_The problem_
If a line in the data below includes the string "black", please return a copy of it.

· · · · ·

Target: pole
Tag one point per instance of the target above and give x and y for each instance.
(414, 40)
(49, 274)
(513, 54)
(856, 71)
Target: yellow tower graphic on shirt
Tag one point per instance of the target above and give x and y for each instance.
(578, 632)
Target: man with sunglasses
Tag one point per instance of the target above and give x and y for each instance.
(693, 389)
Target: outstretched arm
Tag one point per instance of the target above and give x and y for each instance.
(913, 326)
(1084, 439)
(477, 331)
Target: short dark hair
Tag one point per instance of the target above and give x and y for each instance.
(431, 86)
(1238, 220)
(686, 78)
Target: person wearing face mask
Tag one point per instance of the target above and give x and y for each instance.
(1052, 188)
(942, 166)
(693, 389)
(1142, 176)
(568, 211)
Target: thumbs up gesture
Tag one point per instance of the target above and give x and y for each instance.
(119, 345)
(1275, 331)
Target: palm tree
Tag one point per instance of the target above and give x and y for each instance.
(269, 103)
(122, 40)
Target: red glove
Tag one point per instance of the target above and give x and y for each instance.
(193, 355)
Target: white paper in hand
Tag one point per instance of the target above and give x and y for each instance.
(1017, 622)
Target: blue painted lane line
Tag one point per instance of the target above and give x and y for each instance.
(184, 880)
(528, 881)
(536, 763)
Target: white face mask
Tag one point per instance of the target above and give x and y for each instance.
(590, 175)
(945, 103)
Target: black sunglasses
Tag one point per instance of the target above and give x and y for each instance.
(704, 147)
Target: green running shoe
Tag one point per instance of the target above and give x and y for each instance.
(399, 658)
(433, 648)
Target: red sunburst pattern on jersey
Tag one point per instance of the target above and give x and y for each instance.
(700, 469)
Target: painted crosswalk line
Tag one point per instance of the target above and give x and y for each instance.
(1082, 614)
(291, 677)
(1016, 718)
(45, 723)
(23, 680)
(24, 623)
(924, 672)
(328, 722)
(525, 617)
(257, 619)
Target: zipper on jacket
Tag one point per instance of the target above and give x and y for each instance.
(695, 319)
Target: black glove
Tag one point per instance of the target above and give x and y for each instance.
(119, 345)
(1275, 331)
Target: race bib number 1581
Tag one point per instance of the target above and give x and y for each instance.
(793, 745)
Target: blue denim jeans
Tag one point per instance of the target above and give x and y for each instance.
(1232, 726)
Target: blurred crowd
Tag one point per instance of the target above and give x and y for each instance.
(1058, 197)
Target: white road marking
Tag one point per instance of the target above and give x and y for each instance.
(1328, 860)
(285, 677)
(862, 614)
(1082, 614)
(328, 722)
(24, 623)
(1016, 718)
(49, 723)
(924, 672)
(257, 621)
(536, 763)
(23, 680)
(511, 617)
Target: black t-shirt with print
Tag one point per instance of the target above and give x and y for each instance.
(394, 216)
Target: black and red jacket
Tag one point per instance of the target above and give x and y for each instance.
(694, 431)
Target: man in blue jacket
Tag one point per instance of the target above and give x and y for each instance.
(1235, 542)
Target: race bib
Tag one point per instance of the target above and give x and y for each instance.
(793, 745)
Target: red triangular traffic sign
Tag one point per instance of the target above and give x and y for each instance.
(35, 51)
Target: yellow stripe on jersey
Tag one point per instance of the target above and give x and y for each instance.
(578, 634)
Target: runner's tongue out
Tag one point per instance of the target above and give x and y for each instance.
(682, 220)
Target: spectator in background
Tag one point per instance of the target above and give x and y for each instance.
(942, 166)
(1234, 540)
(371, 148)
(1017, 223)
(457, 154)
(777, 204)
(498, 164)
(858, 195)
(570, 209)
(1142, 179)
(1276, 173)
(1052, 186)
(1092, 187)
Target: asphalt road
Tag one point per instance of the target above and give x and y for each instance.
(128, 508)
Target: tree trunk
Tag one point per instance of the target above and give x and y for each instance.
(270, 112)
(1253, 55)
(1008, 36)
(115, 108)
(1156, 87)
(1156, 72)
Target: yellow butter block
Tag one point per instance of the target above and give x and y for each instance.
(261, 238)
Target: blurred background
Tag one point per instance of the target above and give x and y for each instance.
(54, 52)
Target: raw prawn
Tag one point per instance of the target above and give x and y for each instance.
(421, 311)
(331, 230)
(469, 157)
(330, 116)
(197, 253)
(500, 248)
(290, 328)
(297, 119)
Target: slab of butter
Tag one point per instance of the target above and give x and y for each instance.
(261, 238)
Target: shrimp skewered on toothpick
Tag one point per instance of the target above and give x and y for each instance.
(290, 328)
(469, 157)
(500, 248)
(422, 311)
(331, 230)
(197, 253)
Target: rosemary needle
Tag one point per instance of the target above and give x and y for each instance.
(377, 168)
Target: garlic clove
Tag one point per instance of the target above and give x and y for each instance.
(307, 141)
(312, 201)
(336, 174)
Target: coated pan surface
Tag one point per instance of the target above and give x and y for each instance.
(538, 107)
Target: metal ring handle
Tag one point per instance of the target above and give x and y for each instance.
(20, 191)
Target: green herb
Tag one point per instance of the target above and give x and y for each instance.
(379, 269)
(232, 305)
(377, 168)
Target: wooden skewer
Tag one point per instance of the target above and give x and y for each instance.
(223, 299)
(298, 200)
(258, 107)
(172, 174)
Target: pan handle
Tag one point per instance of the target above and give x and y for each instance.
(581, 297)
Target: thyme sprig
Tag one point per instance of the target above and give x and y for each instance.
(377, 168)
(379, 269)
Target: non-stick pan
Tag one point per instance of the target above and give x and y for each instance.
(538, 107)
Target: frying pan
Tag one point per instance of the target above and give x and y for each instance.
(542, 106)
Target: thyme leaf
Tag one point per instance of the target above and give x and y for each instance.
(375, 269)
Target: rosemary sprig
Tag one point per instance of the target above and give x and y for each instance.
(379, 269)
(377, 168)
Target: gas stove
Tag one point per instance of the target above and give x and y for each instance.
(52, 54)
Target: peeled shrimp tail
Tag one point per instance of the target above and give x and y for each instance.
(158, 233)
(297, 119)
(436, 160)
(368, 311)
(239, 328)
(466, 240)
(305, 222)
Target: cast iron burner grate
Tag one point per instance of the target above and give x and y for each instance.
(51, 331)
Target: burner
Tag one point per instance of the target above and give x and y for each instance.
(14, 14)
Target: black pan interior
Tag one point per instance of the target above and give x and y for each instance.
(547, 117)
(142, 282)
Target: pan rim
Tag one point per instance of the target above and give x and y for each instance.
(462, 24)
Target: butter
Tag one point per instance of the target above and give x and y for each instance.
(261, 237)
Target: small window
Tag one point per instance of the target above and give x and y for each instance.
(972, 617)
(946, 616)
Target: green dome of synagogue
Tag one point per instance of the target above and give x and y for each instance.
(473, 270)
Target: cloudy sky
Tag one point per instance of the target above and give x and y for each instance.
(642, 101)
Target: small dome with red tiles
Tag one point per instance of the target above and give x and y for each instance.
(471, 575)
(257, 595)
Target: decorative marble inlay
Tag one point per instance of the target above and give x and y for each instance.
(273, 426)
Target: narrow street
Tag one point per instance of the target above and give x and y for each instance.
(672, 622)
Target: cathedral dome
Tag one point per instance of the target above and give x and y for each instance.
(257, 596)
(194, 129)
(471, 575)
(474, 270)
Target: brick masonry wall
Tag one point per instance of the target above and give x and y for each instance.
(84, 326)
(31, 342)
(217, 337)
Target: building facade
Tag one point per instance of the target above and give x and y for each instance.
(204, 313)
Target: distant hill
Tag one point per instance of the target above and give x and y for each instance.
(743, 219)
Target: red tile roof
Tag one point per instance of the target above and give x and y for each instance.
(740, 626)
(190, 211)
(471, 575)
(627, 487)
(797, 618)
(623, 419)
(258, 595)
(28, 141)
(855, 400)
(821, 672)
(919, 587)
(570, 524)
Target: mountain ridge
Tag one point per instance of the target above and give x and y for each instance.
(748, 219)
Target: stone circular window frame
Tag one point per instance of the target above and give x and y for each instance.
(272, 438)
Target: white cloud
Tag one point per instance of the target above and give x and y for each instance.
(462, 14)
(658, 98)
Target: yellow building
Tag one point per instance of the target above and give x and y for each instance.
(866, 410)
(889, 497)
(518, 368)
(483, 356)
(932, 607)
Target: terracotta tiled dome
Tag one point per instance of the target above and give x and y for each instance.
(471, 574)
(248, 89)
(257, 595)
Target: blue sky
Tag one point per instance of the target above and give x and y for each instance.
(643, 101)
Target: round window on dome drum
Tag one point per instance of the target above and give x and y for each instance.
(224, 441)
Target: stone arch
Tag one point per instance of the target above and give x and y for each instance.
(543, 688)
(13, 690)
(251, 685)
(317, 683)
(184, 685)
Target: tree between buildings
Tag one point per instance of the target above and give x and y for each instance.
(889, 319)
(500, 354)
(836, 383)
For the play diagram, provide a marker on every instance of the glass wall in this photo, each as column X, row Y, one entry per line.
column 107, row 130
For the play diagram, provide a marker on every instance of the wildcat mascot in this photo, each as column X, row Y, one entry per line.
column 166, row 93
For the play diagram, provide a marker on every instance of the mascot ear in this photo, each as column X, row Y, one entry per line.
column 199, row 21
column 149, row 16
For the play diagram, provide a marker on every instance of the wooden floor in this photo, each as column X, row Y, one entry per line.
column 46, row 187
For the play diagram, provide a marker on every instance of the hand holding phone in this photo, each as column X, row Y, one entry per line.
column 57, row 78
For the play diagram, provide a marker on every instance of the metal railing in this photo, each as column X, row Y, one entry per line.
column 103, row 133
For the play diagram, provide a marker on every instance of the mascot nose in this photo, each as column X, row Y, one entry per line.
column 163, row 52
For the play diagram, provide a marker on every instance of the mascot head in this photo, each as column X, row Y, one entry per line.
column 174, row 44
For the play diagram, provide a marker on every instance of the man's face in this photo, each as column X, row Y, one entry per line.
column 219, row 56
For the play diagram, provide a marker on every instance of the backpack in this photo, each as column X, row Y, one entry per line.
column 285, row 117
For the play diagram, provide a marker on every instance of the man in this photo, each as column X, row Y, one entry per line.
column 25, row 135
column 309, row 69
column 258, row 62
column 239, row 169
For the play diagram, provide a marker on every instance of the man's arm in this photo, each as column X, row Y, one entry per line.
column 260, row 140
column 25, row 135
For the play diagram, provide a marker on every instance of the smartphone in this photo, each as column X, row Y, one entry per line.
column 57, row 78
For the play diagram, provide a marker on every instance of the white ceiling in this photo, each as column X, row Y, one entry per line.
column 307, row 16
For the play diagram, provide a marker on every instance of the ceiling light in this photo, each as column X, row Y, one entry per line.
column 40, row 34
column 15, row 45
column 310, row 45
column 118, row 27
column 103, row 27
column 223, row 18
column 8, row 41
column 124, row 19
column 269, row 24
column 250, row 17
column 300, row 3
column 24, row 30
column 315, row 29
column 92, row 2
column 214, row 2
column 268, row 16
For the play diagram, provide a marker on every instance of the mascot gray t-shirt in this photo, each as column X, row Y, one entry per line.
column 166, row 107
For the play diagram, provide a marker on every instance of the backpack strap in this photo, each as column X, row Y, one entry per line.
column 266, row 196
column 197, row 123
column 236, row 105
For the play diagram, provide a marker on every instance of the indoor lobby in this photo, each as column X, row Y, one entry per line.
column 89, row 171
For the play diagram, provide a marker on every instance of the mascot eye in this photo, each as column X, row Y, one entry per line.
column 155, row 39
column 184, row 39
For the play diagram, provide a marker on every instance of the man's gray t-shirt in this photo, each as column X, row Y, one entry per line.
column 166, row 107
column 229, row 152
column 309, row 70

· · · · ·

_Reply to the task_
Target: black sunglasses
Target: black glove
Target: black t-shirt with print
Target: black and red jacket
Target: black pan interior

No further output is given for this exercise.